SUPPLIED MATERIAL |
⟨

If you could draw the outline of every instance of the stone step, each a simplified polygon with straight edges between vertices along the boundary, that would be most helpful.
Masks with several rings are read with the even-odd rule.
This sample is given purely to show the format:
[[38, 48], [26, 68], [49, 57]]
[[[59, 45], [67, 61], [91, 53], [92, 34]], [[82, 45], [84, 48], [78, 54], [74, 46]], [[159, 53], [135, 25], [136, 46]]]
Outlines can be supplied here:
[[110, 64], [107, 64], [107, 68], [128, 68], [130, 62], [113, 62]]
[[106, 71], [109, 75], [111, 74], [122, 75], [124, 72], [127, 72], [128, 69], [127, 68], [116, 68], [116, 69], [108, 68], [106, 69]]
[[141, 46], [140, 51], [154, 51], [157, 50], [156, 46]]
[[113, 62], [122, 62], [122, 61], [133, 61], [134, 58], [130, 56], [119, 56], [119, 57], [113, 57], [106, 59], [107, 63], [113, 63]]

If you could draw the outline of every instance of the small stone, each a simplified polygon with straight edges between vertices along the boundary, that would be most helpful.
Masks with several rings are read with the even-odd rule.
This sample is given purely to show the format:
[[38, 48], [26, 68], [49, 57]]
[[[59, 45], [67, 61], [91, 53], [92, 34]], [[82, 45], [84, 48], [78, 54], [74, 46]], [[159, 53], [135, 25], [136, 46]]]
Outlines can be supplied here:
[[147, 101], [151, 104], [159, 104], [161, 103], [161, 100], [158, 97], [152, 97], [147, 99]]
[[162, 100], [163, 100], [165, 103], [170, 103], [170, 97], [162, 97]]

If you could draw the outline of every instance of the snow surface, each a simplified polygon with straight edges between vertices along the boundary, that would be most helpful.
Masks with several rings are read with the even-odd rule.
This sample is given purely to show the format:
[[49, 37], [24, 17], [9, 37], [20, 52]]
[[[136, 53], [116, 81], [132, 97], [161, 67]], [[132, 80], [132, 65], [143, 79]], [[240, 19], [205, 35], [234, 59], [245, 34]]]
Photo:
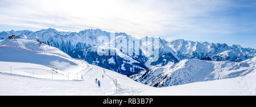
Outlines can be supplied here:
[[[39, 45], [35, 41], [1, 40], [0, 46], [0, 95], [256, 95], [255, 72], [233, 78], [156, 88], [73, 59], [57, 48]], [[237, 64], [246, 67], [254, 64], [251, 60]], [[63, 63], [69, 64], [59, 66]], [[156, 68], [160, 74], [163, 70]], [[101, 82], [100, 87], [95, 83], [96, 78]]]

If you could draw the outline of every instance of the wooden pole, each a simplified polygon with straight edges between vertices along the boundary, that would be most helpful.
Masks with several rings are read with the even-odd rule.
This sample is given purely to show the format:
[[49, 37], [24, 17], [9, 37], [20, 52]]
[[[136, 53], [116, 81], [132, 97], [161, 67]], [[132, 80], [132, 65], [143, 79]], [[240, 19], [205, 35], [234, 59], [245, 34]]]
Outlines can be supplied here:
[[115, 79], [115, 91], [117, 92], [117, 80]]

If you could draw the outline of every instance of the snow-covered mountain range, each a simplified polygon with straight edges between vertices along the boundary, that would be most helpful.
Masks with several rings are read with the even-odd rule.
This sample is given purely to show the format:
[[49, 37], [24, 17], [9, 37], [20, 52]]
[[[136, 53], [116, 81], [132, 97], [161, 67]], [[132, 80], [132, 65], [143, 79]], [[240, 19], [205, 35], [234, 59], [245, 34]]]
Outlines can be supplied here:
[[[159, 41], [159, 58], [153, 61], [154, 53], [146, 50], [147, 44], [141, 44], [140, 53], [145, 55], [133, 55], [124, 53], [122, 50], [116, 49], [116, 45], [121, 42], [118, 40], [128, 38], [132, 41], [143, 41], [146, 37], [136, 38], [125, 33], [115, 33], [114, 47], [105, 46], [97, 38], [101, 36], [110, 38], [110, 33], [96, 29], [85, 29], [79, 32], [59, 32], [53, 28], [42, 29], [36, 32], [28, 30], [0, 33], [0, 39], [8, 38], [8, 36], [16, 35], [24, 39], [38, 39], [44, 44], [59, 48], [72, 58], [83, 59], [88, 63], [113, 70], [122, 74], [131, 75], [141, 71], [149, 70], [156, 65], [165, 66], [167, 63], [178, 63], [185, 59], [196, 58], [216, 61], [230, 61], [241, 62], [252, 58], [256, 55], [256, 50], [251, 48], [243, 48], [240, 45], [228, 46], [225, 44], [214, 44], [193, 42], [184, 40], [176, 40], [168, 42], [160, 38], [154, 38]], [[113, 42], [112, 42], [113, 43]], [[114, 55], [99, 55], [98, 48], [108, 48], [114, 51]], [[123, 50], [127, 49], [123, 47]], [[135, 52], [132, 52], [135, 54]]]
[[255, 73], [255, 65], [256, 57], [240, 62], [186, 59], [155, 66], [130, 78], [148, 85], [163, 87], [243, 76]]
[[154, 66], [148, 72], [155, 76], [146, 73], [148, 82], [172, 85], [155, 88], [35, 40], [0, 40], [0, 95], [256, 95], [255, 57], [240, 62], [188, 59]]

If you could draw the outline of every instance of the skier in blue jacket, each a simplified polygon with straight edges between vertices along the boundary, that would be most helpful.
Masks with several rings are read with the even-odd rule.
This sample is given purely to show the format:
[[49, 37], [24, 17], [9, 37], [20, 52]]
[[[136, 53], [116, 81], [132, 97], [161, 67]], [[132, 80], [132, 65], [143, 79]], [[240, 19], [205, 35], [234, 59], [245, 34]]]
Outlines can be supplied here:
[[98, 80], [98, 85], [99, 87], [101, 87], [101, 82], [100, 82], [100, 80]]

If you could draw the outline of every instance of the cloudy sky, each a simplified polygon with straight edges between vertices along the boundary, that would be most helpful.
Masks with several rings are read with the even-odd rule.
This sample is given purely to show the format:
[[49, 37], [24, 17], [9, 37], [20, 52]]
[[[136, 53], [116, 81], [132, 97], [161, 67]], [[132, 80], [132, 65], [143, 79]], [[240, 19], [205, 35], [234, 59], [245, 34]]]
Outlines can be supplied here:
[[0, 0], [0, 32], [49, 27], [256, 48], [256, 1]]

⟩

WORK TO COMPLETE |
Write out the listing above again, swapping every "simplified polygon" for "straight-edged polygon" and changing nothing else. Omit the pictures.

ANSWER TO THIS TASK |
If you could draw the outline of every instance of the stone step, each a straight-edged polygon with straight edges between vertices along the boundary, that would be most helpful.
Masks with several rings are read with the even-odd rule.
This sample is given purely to show the format:
[[38, 48], [26, 68], [49, 57]]
[[[59, 45], [67, 61], [91, 53], [92, 34]], [[82, 45], [84, 48], [78, 54], [74, 46]], [[159, 53], [135, 25], [136, 46]]]
Outlines can be supplied here:
[[110, 64], [107, 64], [107, 68], [128, 68], [130, 62], [113, 62]]
[[106, 71], [109, 75], [111, 74], [122, 75], [124, 72], [127, 72], [128, 69], [127, 68], [116, 68], [116, 69], [108, 68], [106, 69]]
[[141, 46], [140, 51], [154, 51], [157, 50], [156, 46]]
[[113, 62], [122, 62], [122, 61], [133, 61], [134, 58], [130, 56], [119, 56], [119, 57], [113, 57], [106, 59], [107, 63], [113, 63]]

If you could draw the outline of every instance of the small stone, each a straight-edged polygon with straight edges between vertices along the boundary, that would be most helpful.
Masks with several rings are read with the even-odd rule.
This sample is given purely to show the format:
[[38, 48], [26, 68], [49, 57]]
[[[59, 45], [67, 61], [91, 53], [92, 34]], [[82, 45], [84, 48], [78, 54], [74, 46]], [[159, 53], [135, 25], [136, 46]]]
Outlines can be supplied here:
[[147, 101], [151, 104], [159, 104], [161, 103], [161, 100], [158, 97], [152, 97], [147, 99]]
[[162, 100], [163, 100], [165, 103], [170, 103], [170, 97], [162, 97]]

If you could draw the outline of every instance of the snow surface, each a straight-edged polygon with straight edges between vertices along the boundary, that would be most helpful.
Masks with several rings are read with the even-odd rule.
This sample is given purely to show the format:
[[49, 37], [24, 17], [9, 37], [20, 52]]
[[[136, 53], [116, 81], [132, 97], [161, 67]], [[132, 80], [132, 65], [143, 79]], [[240, 19], [205, 35], [234, 59], [245, 34]]]
Photo:
Outlines can be supplied here:
[[[39, 45], [35, 41], [1, 40], [0, 46], [0, 95], [256, 95], [255, 72], [233, 78], [156, 88], [73, 59], [57, 48]], [[237, 64], [246, 67], [254, 64], [251, 60]], [[63, 63], [69, 64], [59, 66]], [[156, 68], [160, 74], [163, 70]], [[101, 82], [100, 87], [95, 83], [96, 78]]]

If you could draw the outline of every instance of the wooden pole, each a straight-edged polygon with straight edges between vertices along the boundary, that would be most helpful.
Masks with several rings are read with the even-odd rule.
This sample is given purely to show the format:
[[49, 37], [24, 17], [9, 37], [20, 52]]
[[[136, 53], [116, 81], [132, 97], [161, 67]], [[132, 80], [132, 65], [143, 79]], [[240, 19], [205, 35], [234, 59], [245, 34]]]
Outlines can be supplied here:
[[115, 79], [115, 91], [117, 92], [117, 80]]

If you could draw the outline of every instance of the snow-covered mountain range, each a straight-edged polygon with straight edges between vertices along the boundary, that would be most helpful.
Masks with several rings are read with the even-odd rule.
This sample is given purely to show the format:
[[49, 37], [24, 17], [9, 37], [20, 52]]
[[[136, 53], [116, 81], [132, 97], [161, 67]], [[132, 80], [132, 65], [143, 79]], [[240, 19], [205, 35], [234, 59], [245, 34]]]
Outlines can be supplied here:
[[[159, 41], [159, 58], [153, 61], [154, 53], [146, 50], [147, 44], [141, 44], [140, 53], [145, 55], [133, 55], [124, 53], [122, 50], [116, 49], [116, 45], [121, 42], [118, 40], [128, 38], [132, 41], [143, 41], [146, 37], [136, 38], [125, 33], [115, 33], [114, 47], [105, 46], [97, 38], [101, 36], [110, 38], [110, 33], [96, 29], [85, 29], [79, 32], [59, 32], [53, 28], [42, 29], [36, 32], [28, 30], [0, 33], [0, 39], [8, 38], [8, 36], [16, 35], [24, 39], [38, 39], [44, 44], [59, 48], [72, 58], [83, 59], [88, 63], [113, 70], [122, 74], [131, 75], [141, 71], [149, 70], [156, 65], [165, 66], [167, 63], [178, 63], [185, 59], [196, 58], [216, 61], [230, 61], [241, 62], [252, 58], [256, 55], [256, 50], [251, 48], [243, 48], [240, 45], [228, 46], [225, 44], [214, 44], [193, 42], [184, 40], [176, 40], [168, 42], [160, 38], [154, 38]], [[113, 42], [112, 42], [113, 43]], [[114, 55], [99, 55], [98, 48], [108, 48], [114, 51]], [[123, 50], [127, 49], [123, 47]], [[135, 52], [132, 52], [135, 54]]]
[[255, 73], [255, 65], [256, 57], [240, 62], [186, 59], [155, 66], [130, 78], [148, 85], [163, 87], [243, 76]]
[[154, 66], [148, 72], [155, 76], [146, 73], [148, 82], [172, 85], [155, 88], [35, 40], [0, 40], [0, 95], [256, 95], [255, 57], [240, 62], [188, 59]]

If you could draw the outline of every instance of the skier in blue jacket, each a straight-edged polygon with straight edges between vertices along the boundary, that would be most helpful.
Masks with several rings are read with the even-odd rule.
This sample is given purely to show the format:
[[49, 37], [24, 17], [9, 37], [20, 52]]
[[[136, 53], [116, 81], [132, 97], [161, 67]], [[132, 80], [132, 65], [143, 79]], [[240, 19], [205, 35], [234, 59], [245, 34]]]
Outlines can be supplied here:
[[98, 80], [98, 85], [99, 87], [101, 87], [101, 82], [100, 82], [100, 80]]

If you could draw the outline of every instance of the cloudy sky, each a straight-edged polygon with straight edges between vertices along the boundary, that would be most helpful.
Masks with several rings are read with the even-odd rule.
This sample is given purely to show the format:
[[49, 37], [24, 17], [9, 37], [20, 52]]
[[[136, 53], [116, 81], [132, 97], [161, 67]], [[132, 80], [132, 65], [143, 79]], [[240, 19], [205, 35], [234, 59], [245, 34]]]
Outlines can be supplied here:
[[0, 0], [0, 32], [49, 27], [256, 48], [256, 1]]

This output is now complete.